Goal: Can you swap "instance" for "occurrence" in the material, starting at the line that has "indicate the hillside" and stopping at the end of the material, and give those lines again with nothing else changed?

(Dataset excerpts on object pointing)
- - -

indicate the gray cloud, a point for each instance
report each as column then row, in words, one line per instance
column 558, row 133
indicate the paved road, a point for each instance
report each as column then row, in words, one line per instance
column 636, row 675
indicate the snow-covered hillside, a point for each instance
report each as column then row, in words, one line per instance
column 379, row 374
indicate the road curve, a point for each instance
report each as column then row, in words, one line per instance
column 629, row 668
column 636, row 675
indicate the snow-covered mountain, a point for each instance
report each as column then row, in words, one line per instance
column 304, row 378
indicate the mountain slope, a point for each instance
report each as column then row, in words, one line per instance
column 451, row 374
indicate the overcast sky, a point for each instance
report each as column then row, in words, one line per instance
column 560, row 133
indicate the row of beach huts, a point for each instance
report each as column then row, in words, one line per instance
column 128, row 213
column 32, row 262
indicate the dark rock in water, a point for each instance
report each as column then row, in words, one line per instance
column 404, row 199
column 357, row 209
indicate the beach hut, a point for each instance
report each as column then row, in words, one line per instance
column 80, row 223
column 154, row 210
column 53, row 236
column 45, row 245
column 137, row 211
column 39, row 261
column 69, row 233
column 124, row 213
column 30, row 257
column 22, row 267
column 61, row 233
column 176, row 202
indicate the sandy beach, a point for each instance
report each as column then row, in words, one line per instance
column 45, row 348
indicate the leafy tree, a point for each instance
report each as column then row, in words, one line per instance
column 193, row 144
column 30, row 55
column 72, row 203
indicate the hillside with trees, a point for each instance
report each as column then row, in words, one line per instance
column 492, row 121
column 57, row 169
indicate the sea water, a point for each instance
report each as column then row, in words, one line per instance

- - -

Right answer:
indicate the hillside with trees, a point for each occurrence
report each as column then row, in words, one line per occurrence
column 492, row 121
column 57, row 169
indicate the sea water, a point for each occurrence
report each as column then row, in words, one line per occurrence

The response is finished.